# Data Cleaning

This notebook presents the whole data cleaning process, which consists in extracting new tables and relations, as well as cleaning the existing files from dirty tuples and values.

The new clean data files are saved in the `.csv` format, and will be used to load data to the database.

In [143]:
# Import packages
import pandas as pd
import os
import numpy as np
import csv
import json
import utils

## Data loading

We first import all the `.csv` files into `pandas` DataFrames.

_Note_: some lines are ill-formed, we choose to ignore them.

In [144]:
# Root of the data files
PATH = os.path.join('..', 'data', 'original')

# Dic: name -> dataframe
dataframes = {}

# Get all the original files
for file in os.listdir(PATH):
    # Skip hidden files
    if (file.startswith('.')):
        continue
        
    name = file.split('.')[0]
    # Note: some lines are ill-formed, we ignore them
    dataframes[name] = pd.read_csv(os.path.join(PATH, file), encoding='utf-8', quoting=csv.QUOTE_NONE)

  interactivity=interactivity, compiler=compiler, result=result)
  interactivity=interactivity, compiler=compiler, result=result)


We just remove here all stories that have everything null appart from _type-id issue-id_ and _id_.

In [145]:
dataframes['story'] = dataframes['story'].dropna(thresh=4)

## Notes table

This part aims to extract the notes from each table containing a `notes` attributes. Notes are loaded in a new table, and replaced by foreign keys in the original tables.


We first concatenate all the notes from all the dataframes. And create the new note dataframe

In [146]:
notes = pd.Series()

# Get all the notes from all the dataframes containing notes
for _, df in dataframes.items():
    if 'notes' in df.columns: 
        notes = notes.append(df['notes'].dropna(), ignore_index=True)

☆ ☆ ☆ ☆ ☆

## EXERCISE OBJECTIVE:
Reproduce the data cleaning notebook word for word, from start to end. The listing that comes next is separate material and unrelated to the data cleaning notebook.

## PROVIDED MATERIAL:
☆ ☆ ☆ ☆ ☆

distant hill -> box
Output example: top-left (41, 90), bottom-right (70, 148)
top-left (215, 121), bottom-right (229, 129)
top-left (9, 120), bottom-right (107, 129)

☆ ☆ ☆ ☆ ☆

## RESPONSE FOR THIS EXERCISE:
# Data Cleaning

This notebook presents the whole data cleaning process, which consists in extracting new tables and relations, as well as cleaning the existing files from dirty tuples and values.

The new clean data files are saved in the `.csv` format, and will be used to load data to the database.

In [143]:
# Import packages
import pandas as pd
import os
import numpy as np
import csv
import json
import utils

## Data loading

We first import all the `.csv` files into `pandas` DataFrames.

_Note_: some lines are ill-formed, we choose to ignore them.

In [144]:
# Root of the data files
PATH = os.path.join('..', 'data', 'original')

# Dic: name -> dataframe
dataframes = {}

# Get all the original files
for file in os.listdir(PATH):
    # Skip hidden files
    if (file.startswith('.')):
        continue
        
    name = file.split('.')[0]
    # Note: some lines are ill-formed, we ignore them
    dataframes[name] = pd.read_csv(os.path.join(PATH, file), encoding='utf-8', quoting=csv.QUOTE_NONE)

  interactivity=interactivity, compiler=compiler, result=result)
  interactivity=interactivity, compiler=compiler, result=result)


We just remove here all stories that have everything null appart from _type-id issue-id_ and _id_.

In [145]:
dataframes['story'] = dataframes['story'].dropna(thresh=4)

## Notes table

This part aims to extract the notes from each table containing a `notes` attributes. Notes are loaded in a new table, and replaced by foreign keys in the original tables.


We first concatenate all the notes from all the dataframes. And create the new note dataframe

In [146]:
notes = pd.Series()

# Get all the notes from all the dataframes containing notes
for _, df in dataframes.items():
    if 'notes' in df.columns: 
        notes = notes.append(df['notes'].dropna(), ignore_index=True)